• **TEXT SHOWN**:

Though Cornershop was derided early on in the British music press for lack of ability, they improved considerably. Singh became proficient on an array of instruments, both eastern and western, and also produced the tracks he and Ayres wrote. As a live act, their sound was initially limited to the size of their mode of transport. "We couldn't afford to buy a van," Singh told Fricke in Rolling Stone, and thus only played what instruments they could fit in a car. But from the start, Singh used the band as a vehicle to address social issues. They took their name from the British slang term for the corner convenience store. "A lot of people think that all Asians do is run cornershops," Singh told Village Voice writer Jon Savage, "and that they're timid and they don't socialize. We want to destroy that stereotype."

Signed to the Wiiija label not long after their first performance, Cornershop achieved notoriety in England not just for their politically charged, anti-racist songs ("How Can Any Asian Vote Tory?") but for their concrete actions: they burned Morrissey posters onstage after the former Smiths' singer and cult idol emerged with a new look in the early 1990s sporting a shaved head and new album with songs construed by some as racist. Cornershop was particularly outraged about the tracks "Asian Rut" and "The National Front Disco." The band held a press conference in front of EMI Records denouncing the record and some recent remarks Morrissey had made in the media. However, Singh and Ayres were accused of trying to engineer publicity for themselves. Singh defended the acts of protest in the 1996 interview with Wiederhorn. "We felt it was required," Singh said, noting that in the eighties the gay, vegetarian Morrissey had had a profound impact on his fans' lifestyles regarding those choices. "Now he was ... [peddling] right-wing paraphernalia. Asians bear the brunt of racist hostilities in England, and we were very grieved by that."

Growing Cult Following

For several years, Singh didn't admit his real surname, in order to protect his family from violence. The anonymity grew increasingly difficult, however, as Cornershop found success both in an increasingly pancultural atmosphere in Britain, and a critic-driven fan base in North America. They released several EPs, and a debut LP, Hold On It Hurts, on Wiiija in 1994. The record attracted the attention of former Talking Head David Byrne and he signed them to his label, Luaka Bop, in 1995. A tour for their second full-length effort, Woman's Gotta Have It, marked their American debut in late 1995. Byrne also introduced them to mutual fan Allen Ginsberg, and with the famed Beat poet, Cornershop made an on the spot recording of Ginsberg reciting one of his poems to their music in his New York City kitchen.

Woman's Gotta Have It, recorded for around five thousand dollars, gave Cornershop a cult following among critics and eccentric alternative music fans inside the record industry and radio. Though not all reviewers found the album a solid, cohesive effort, most adored the front and end tracks that pay homage to Singh' s family's hometown in India, "6 a.m. Jullandere Shere" and "7:20 a.m. Jullandere Shere." Fricke, called them "long, droning beauties;"Village Voice reviewer Richard Gehr described them as "15 minutes of levitating Punjabi grunge." The record sold nearly 10,000 copies in the United States.

Collection entries:
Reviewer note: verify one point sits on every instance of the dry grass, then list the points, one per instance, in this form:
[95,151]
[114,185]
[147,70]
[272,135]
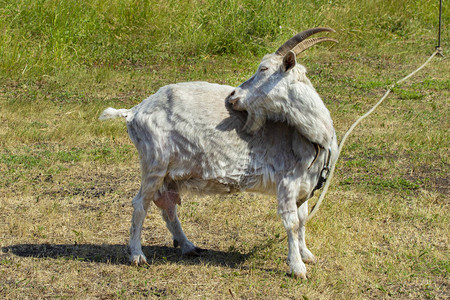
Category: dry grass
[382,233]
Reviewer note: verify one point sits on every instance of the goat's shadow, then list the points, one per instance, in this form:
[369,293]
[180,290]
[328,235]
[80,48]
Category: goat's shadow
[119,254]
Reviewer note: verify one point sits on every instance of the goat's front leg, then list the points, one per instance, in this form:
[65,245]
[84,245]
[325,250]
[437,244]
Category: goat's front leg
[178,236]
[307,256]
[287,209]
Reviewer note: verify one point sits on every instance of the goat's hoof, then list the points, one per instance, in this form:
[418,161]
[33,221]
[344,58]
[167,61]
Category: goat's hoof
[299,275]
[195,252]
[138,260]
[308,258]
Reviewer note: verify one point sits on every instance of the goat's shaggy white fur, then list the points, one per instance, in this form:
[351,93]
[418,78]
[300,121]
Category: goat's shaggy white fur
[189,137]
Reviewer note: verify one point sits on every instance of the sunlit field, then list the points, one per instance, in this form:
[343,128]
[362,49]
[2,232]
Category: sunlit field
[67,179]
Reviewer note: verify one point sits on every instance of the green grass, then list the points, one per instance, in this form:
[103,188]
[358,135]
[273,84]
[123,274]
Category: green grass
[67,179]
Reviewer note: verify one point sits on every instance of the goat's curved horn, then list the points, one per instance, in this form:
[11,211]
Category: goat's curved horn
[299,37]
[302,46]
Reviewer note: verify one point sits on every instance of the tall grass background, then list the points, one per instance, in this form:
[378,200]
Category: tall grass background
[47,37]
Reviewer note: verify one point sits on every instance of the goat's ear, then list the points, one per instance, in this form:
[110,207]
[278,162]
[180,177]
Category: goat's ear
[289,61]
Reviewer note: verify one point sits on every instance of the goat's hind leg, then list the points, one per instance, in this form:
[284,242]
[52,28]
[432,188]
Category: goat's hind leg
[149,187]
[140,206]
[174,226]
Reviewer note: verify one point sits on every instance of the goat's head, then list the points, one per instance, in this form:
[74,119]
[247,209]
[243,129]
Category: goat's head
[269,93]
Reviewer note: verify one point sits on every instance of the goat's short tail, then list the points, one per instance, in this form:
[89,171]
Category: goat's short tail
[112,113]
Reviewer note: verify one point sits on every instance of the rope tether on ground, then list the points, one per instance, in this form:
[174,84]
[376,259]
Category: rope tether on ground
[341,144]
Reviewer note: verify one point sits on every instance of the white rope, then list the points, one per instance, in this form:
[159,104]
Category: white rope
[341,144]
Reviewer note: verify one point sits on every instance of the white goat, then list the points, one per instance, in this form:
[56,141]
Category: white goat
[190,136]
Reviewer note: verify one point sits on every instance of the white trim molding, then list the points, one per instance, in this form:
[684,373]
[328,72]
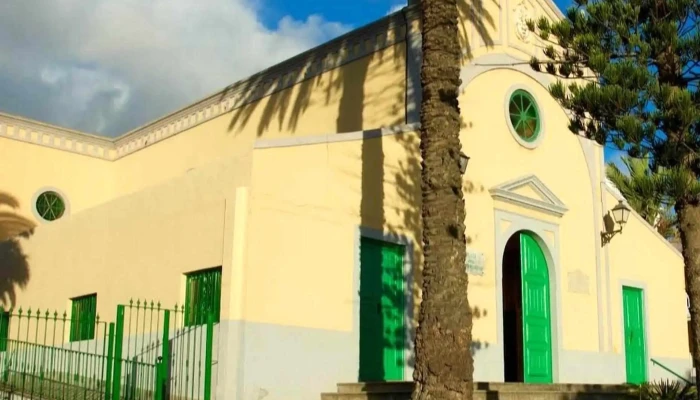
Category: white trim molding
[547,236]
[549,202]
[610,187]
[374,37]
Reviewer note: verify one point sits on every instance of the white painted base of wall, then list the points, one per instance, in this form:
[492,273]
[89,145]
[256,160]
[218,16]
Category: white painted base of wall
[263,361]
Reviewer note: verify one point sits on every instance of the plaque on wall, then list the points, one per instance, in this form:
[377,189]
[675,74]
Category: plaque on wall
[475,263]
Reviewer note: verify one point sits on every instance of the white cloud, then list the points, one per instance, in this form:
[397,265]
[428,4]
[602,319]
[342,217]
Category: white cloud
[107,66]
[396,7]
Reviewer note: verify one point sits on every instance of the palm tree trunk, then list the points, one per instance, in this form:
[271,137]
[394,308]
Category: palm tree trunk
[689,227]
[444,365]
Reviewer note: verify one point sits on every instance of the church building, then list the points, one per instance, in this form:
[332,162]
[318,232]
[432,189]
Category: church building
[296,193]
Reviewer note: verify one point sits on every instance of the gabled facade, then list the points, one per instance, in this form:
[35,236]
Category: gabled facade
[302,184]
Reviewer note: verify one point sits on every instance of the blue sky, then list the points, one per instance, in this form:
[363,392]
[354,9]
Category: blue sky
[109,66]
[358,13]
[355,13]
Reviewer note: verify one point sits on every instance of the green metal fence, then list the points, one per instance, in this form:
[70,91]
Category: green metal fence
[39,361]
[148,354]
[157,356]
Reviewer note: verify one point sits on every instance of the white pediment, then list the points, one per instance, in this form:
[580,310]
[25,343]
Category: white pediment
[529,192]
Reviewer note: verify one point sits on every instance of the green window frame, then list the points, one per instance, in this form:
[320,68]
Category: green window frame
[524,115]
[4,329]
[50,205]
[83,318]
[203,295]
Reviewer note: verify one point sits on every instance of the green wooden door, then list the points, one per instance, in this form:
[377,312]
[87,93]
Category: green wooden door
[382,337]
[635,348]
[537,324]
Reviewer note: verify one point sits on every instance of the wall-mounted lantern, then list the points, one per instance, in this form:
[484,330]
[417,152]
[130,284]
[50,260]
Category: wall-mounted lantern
--
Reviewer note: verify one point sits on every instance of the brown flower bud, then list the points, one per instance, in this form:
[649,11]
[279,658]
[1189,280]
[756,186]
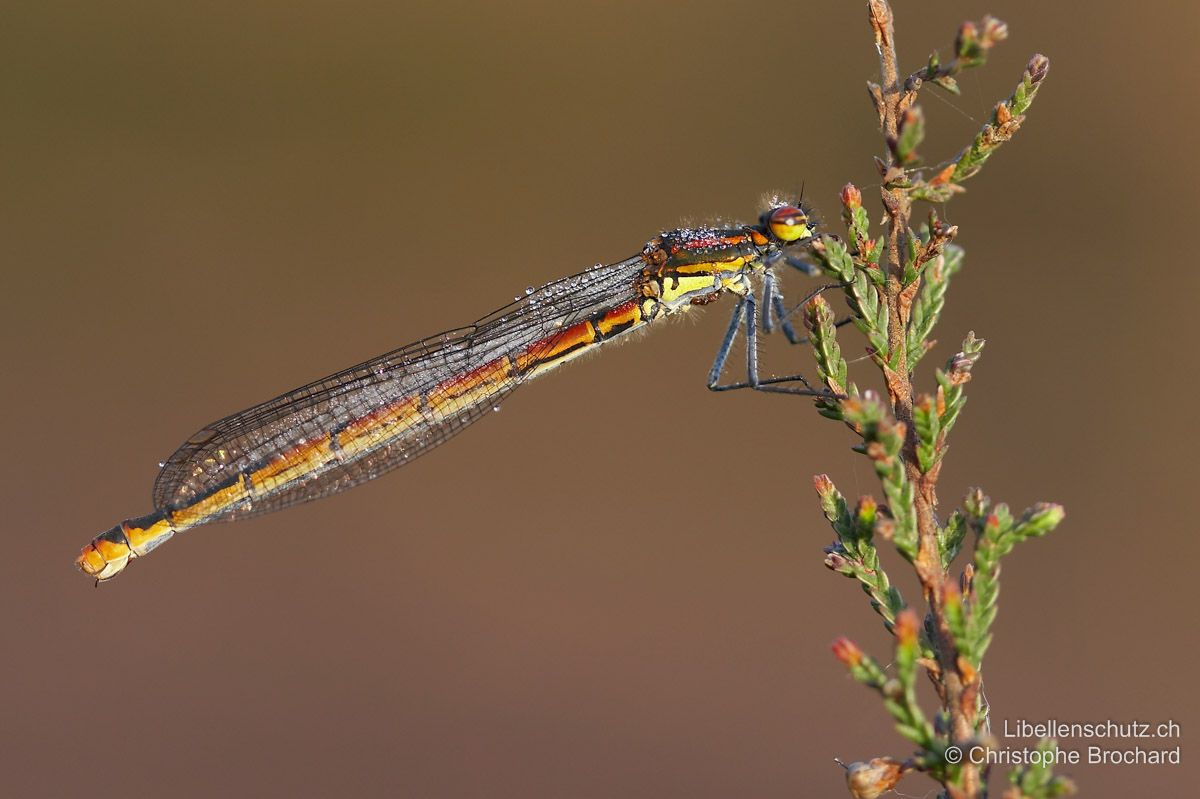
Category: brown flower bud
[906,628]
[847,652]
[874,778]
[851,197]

• **TASKS**:
1) Print the portion of the Cornershop text between "For several years, Singh" and "York City kitchen.", inclusive, word for word.
2) From the Cornershop text, list every song title that appears in quotation marks.

• **THE RESPONSES**:
1)
For several years, Singh didn't admit his real surname, in order to protect his family from violence. The anonymity grew increasingly difficult, however, as Cornershop found success both in an increasingly pancultural atmosphere in Britain, and a critic-driven fan base in North America. They released several EPs, and a debut LP, Hold On It Hurts, on Wiiija in 1994. The record attracted the attention of former Talking Head David Byrne and he signed them to his label, Luaka Bop, in 1995. A tour for their second full-length effort, Woman's Gotta Have It, marked their American debut in late 1995. Byrne also introduced them to mutual fan Allen Ginsberg, and with the famed Beat poet, Cornershop made an on the spot recording of Ginsberg reciting one of his poems to their music in his New York City kitchen.

2)
How Can Any Asian Vote Tory?
Asian Rut
The National Front Disco
6 a.m. Jullandere Shere
7:20 a.m. Jullandere Shere